### Natural language region descriptions
########################################

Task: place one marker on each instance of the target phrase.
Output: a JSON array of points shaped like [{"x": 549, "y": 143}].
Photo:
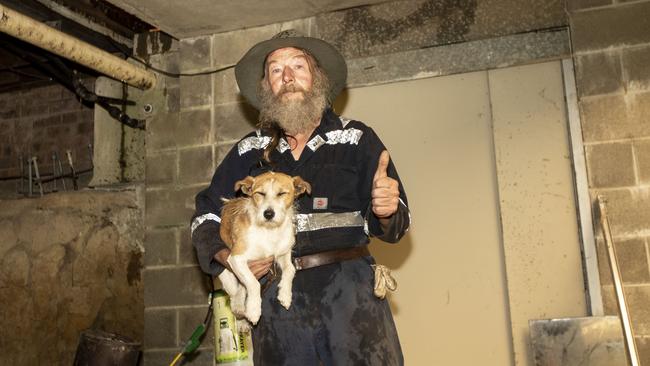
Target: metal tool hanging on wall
[{"x": 32, "y": 173}]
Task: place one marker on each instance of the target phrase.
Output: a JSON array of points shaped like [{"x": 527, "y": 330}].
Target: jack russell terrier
[{"x": 258, "y": 226}]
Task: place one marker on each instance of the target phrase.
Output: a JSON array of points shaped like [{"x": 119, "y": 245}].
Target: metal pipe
[{"x": 64, "y": 45}]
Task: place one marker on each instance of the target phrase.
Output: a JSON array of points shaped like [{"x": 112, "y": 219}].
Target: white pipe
[{"x": 55, "y": 41}]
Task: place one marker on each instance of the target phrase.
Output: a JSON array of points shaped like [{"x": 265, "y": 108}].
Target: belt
[{"x": 328, "y": 257}]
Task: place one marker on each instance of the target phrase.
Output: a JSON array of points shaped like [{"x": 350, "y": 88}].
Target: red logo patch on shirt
[{"x": 320, "y": 203}]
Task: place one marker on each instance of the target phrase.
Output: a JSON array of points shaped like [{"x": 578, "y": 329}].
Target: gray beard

########################################

### Description of the task
The records above are to be repeated exactly, with the pictures left out.

### Finished exercise
Task: place one marker on each instance of the target phrase.
Output: a JSON array of points shaped like [{"x": 549, "y": 143}].
Photo:
Target: metal tool hanging on wall
[{"x": 32, "y": 173}]
Task: place one marker on each instance of the target phrase.
Output: a JSON array of points shaped like [{"x": 527, "y": 330}].
Target: jack russell terrier
[{"x": 258, "y": 226}]
Task: place one marker on each instance of the target phrase.
Output: a JSON array of points shaped like [{"x": 119, "y": 245}].
Target: metal pipe
[{"x": 64, "y": 45}]
Task: place one marker on each instance of the target phrase.
Output: a JSON array of points shaped like [{"x": 112, "y": 219}].
Target: white pipe
[{"x": 55, "y": 41}]
Task: place one marker on each instance of the target phrase.
Output: a JSON array of points shaped like [{"x": 265, "y": 108}].
Target: belt
[{"x": 328, "y": 257}]
Task: place one marker on each instance of the target phrase.
Output: a JSON array of points shaped like [{"x": 350, "y": 88}].
Target: red logo patch on shirt
[{"x": 320, "y": 203}]
Task: place one marker on each instance of the target phrase.
Output: a JSON array of points shaped like [{"x": 578, "y": 329}].
Target: gray beard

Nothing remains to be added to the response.